:: To-do item ::
Collect each line of the rows below that contains the string "positive". Case counts.

[Excerpts from a dataset]
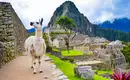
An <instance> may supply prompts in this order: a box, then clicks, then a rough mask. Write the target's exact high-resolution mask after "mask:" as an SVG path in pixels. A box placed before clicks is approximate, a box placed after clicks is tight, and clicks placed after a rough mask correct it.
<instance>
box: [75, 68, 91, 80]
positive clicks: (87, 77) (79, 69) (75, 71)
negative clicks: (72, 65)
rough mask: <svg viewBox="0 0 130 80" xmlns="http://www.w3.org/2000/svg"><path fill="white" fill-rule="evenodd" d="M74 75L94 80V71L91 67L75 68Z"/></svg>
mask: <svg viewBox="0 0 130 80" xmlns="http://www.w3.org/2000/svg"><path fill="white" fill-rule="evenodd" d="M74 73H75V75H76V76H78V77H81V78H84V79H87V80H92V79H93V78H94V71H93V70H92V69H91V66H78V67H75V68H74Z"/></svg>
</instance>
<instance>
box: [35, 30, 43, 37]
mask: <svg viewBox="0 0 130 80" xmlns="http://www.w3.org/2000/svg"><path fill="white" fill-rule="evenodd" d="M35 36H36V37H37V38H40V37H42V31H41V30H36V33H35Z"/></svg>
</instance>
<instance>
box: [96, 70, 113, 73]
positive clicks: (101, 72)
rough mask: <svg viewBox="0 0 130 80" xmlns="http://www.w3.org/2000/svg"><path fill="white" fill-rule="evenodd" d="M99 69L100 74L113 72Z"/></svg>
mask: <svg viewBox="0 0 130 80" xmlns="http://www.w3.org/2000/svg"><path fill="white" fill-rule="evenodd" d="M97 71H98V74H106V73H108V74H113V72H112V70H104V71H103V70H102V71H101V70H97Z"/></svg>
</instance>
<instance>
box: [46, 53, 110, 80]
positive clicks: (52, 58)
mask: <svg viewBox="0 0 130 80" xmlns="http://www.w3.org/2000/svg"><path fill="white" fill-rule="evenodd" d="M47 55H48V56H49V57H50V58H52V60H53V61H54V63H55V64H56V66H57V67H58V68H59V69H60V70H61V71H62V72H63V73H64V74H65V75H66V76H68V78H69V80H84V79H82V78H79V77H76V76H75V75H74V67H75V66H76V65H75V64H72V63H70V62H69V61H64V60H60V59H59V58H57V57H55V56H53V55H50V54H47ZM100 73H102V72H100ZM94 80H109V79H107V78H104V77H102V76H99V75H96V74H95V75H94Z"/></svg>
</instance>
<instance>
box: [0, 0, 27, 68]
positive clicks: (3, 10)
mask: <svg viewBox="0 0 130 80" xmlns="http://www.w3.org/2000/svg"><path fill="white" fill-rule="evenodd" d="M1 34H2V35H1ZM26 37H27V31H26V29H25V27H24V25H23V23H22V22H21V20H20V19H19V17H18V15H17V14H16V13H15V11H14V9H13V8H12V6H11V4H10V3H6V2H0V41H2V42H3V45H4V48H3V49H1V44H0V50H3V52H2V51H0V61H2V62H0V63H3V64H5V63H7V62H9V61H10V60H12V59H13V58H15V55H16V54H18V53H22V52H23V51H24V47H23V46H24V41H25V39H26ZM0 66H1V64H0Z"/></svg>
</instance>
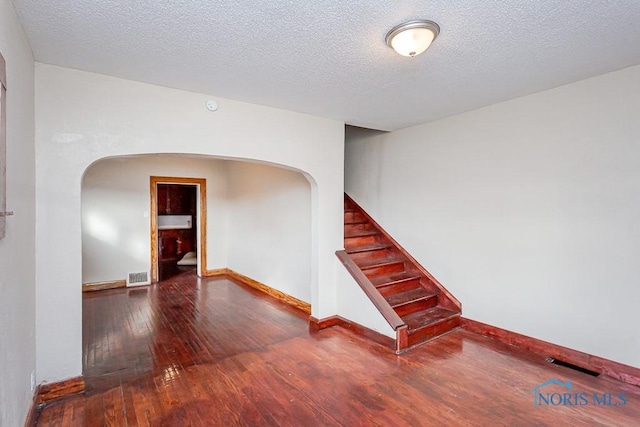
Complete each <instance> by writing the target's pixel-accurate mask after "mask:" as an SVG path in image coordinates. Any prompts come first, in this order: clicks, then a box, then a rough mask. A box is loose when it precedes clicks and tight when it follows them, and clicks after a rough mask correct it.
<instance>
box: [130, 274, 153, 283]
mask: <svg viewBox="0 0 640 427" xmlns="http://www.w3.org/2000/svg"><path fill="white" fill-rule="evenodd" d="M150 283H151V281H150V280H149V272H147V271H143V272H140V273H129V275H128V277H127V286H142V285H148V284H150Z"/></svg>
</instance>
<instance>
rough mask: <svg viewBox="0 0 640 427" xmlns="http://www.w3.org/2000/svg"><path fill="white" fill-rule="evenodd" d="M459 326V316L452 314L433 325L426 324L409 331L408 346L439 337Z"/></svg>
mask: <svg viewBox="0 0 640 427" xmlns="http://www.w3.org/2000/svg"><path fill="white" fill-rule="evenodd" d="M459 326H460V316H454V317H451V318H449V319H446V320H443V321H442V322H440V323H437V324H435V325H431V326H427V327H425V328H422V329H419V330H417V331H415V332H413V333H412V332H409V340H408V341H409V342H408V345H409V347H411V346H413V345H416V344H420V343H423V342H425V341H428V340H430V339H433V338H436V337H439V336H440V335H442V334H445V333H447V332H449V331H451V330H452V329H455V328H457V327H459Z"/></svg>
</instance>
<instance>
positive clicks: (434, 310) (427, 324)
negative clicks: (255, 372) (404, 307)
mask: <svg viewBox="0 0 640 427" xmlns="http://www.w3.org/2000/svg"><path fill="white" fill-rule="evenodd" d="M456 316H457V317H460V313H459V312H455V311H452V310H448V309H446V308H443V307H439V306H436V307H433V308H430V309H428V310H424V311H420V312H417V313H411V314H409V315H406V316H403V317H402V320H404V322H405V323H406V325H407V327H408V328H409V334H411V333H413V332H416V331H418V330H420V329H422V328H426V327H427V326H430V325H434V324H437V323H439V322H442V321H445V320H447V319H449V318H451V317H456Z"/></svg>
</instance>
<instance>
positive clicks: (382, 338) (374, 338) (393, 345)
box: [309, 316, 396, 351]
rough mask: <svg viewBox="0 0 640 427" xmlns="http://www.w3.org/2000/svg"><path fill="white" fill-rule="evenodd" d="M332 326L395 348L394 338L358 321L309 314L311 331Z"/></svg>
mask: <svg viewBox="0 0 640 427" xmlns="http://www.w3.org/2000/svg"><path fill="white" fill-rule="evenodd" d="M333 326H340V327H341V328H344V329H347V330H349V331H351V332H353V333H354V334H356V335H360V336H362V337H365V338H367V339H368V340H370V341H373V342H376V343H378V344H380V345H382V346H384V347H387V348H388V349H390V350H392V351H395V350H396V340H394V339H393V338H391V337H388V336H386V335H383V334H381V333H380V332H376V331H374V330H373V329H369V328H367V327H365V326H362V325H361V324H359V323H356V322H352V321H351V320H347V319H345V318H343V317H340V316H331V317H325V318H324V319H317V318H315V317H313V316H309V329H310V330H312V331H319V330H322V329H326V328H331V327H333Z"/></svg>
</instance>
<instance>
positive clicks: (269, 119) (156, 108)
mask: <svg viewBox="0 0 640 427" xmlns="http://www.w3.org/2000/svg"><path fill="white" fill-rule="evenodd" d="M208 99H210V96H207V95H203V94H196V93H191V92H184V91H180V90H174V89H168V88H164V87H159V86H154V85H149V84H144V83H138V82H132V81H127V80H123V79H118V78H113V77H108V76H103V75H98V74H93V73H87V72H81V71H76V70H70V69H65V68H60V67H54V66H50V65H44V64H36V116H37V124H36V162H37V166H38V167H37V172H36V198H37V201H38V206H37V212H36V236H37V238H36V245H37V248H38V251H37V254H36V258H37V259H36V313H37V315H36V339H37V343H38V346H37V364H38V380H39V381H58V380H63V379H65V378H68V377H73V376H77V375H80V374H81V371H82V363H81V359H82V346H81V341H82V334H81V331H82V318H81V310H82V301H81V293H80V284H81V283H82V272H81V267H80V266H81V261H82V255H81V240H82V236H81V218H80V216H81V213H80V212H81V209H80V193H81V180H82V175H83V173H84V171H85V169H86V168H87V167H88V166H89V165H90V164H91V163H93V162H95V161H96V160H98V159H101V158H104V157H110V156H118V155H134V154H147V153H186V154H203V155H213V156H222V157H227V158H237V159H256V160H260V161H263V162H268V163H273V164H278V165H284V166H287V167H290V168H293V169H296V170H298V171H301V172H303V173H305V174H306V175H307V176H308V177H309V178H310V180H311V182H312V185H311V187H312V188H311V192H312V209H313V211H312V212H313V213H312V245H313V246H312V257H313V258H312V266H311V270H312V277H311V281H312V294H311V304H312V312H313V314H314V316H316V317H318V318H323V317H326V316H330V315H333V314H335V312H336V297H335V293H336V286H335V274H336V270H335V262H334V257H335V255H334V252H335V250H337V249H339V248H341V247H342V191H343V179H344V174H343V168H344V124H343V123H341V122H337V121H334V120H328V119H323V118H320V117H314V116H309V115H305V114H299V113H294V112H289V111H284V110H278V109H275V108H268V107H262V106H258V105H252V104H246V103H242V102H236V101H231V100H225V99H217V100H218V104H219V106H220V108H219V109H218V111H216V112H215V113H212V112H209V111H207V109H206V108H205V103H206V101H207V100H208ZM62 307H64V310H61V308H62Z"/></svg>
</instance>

:: Solution for this exercise ::
positive clicks: (87, 77) (79, 69) (75, 71)
positive clicks: (101, 72)
positive clicks: (52, 58)
positive clicks: (3, 10)
positive clicks: (434, 310) (427, 324)
positive clicks: (382, 338) (374, 338) (393, 345)
positive clicks: (269, 119) (156, 108)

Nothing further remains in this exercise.